* **WORK REQUEST A**
In the listing, render everything from the line containing "Segment each <instance>" down to the line containing "473L173 516L185 525L181" as a JSON list of strings, one string per line, omitting blank lines.

=== GIVEN TEXT ===

Compatibility with human rights
1.5
The bill is accompanied by a detailed self-contained statement of
compatibility which identifies the principal rights promoted by the bill or
limited by its provisions. The statement of compatibility notes that the bill
promotes the right to health and a healthy environment, by regulating agvet
chemicals. The legislation may also be viewed as a means of protecting the right
to life guaranteed by article 6 of the ICCPR.
1.6
The statement of compatibility notes that bill contains a large number
of provisions, in particular relating to monitoring and enforcement, which
engage human rights. The principal rights engaged are the right to privacy,
freedom from self-incrimination and the presumption of innocence.
Right to protection against
arbitrary or unlawful interferences with privacy
1.7
The statement of compatibility notes that the bill ‘provides for the use
of extensive investigation and monitoring powers by officers of the APVMA
(including entry, search and seizure)’.[2]
The statement recognises that the exercise of these powers may involve a
limitation on the right not to be subjected to arbitrary or unlawful
interference with one’s privacy, family, home or correspondence contained in
article 17 of the ICCPR. It also notes that in order for limitations on the
enjoyment of this right to be non-arbitrary, they must be aimed at achieving a
legitimate objective and be reasonable, necessary and proportionate. It
maintains that these powers are necessary in the pursuit of important public
health goals and that there are adequate procedural safeguards against the
abuse of these powers.

=== SOURCE MATERIAL ===

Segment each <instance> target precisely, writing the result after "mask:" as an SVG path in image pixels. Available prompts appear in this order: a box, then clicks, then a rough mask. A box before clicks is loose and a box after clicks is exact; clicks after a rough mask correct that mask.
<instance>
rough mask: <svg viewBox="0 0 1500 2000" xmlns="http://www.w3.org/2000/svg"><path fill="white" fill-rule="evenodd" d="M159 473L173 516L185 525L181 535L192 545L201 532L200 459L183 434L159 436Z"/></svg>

===
=== SOURCE MATERIAL ===

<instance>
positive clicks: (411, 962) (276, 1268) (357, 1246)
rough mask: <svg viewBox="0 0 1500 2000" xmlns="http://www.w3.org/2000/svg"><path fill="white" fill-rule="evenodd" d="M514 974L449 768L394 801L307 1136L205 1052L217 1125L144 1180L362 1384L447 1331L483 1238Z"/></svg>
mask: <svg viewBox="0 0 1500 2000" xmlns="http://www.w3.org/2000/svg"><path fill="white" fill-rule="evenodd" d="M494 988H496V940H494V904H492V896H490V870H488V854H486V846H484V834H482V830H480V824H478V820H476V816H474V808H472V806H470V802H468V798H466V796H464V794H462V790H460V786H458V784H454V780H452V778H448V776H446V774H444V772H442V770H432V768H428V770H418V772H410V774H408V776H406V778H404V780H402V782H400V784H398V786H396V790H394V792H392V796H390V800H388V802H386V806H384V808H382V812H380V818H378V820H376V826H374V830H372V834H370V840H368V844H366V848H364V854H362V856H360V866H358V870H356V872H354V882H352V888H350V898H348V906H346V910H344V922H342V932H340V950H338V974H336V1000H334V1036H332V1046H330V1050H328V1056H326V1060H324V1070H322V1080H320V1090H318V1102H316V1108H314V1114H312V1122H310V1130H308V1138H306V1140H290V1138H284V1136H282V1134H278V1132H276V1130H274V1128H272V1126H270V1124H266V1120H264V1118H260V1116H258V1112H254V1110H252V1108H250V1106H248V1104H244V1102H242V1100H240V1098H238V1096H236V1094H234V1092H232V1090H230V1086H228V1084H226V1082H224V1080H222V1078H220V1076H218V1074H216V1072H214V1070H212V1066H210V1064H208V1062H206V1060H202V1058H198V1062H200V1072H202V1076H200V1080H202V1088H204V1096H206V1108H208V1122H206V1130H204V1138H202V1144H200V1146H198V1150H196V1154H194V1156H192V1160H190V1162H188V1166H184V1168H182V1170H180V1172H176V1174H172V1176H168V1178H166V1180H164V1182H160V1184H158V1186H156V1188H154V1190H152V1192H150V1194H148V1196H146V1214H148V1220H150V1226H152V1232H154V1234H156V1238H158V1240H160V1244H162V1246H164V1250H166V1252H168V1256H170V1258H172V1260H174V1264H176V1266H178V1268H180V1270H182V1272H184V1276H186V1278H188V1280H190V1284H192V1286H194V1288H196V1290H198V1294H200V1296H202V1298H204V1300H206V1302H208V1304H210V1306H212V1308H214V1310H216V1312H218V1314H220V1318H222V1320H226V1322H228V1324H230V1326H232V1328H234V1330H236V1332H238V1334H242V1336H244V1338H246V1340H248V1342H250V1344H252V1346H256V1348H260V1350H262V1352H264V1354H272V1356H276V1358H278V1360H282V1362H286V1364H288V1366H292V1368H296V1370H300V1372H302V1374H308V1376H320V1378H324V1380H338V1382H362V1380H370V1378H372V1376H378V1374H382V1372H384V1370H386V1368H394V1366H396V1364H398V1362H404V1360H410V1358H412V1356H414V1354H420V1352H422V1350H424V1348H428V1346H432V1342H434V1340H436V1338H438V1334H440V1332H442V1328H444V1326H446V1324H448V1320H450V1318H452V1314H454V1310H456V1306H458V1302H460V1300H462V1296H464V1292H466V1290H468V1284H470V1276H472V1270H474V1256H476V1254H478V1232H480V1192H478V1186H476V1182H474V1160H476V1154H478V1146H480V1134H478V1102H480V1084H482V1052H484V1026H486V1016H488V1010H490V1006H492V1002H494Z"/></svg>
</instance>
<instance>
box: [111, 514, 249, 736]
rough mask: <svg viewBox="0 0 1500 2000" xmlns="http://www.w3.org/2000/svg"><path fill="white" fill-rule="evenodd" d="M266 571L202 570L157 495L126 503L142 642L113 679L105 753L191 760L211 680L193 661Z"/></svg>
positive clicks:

===

* **WORK REQUEST B**
Continue the passage on the bill's compatibility with human rights from where it stops.

* **ANSWER A**
[
  "Segment each <instance> target precisely, writing the result after \"mask:\" as an SVG path in image pixels. Available prompts appear in this order: a box, then clicks, then a rough mask. A box before clicks is loose and a box after clicks is exact; clicks after a rough mask correct that mask.",
  "<instance>",
  "rough mask: <svg viewBox=\"0 0 1500 2000\" xmlns=\"http://www.w3.org/2000/svg\"><path fill=\"white\" fill-rule=\"evenodd\" d=\"M159 473L173 516L185 525L181 535L192 545L201 532L200 459L183 434L159 436Z\"/></svg>"
]

* **ANSWER B**
1.8
The bill provides for extensive powers to enter onto premises in order
to monitor whether legislation is being complied with or to investigate
potential breaches of the law relating to agvet chemicals. This applies to
commercial and residential premises, where the residential premises are also
used for commercial purposes.
1.9
Monitoring powers: there are four proposed ways an inspector may
enter premises:[3]
- with the consent of the occupier, to determine if relevant legislation
is being complied with;
- under a monitoring warrant, if a magistrate is satisfied that ‘it is
reasonably necessary' that inspectors have access to the premises to determine
if relevant legislation is being complied with, information supplied under the
legislation is correct or if a levy is payable;
- if the conditions of a chemical manufacturing licence allow an inspector
to enter premises (the bill also inserts a new section making it a condition of
a manufacturing licence that inspectors must be allowed to enter premises to
exercise monitoring powers); or
- if an inspector (authorised in writing by the APVMA) has reasonable
grounds for suspecting it is necessary to enter and use monitoring powers to
prevent imminent risk to persons of death, serious injury or serious illness.
1.10
Investigating powers: there are two proposed ways an inspector
may enter premises:[4]
- with the consent of the occupier, if there are reasonable grounds for
suspecting that there may be evidential material on the premises; or
- under an investigating warrant, if a magistrate is satisfied ‘that there
are reasonable grounds for suspecting that there is, or there may be within the
next 72 hours, evidential material on the premises’.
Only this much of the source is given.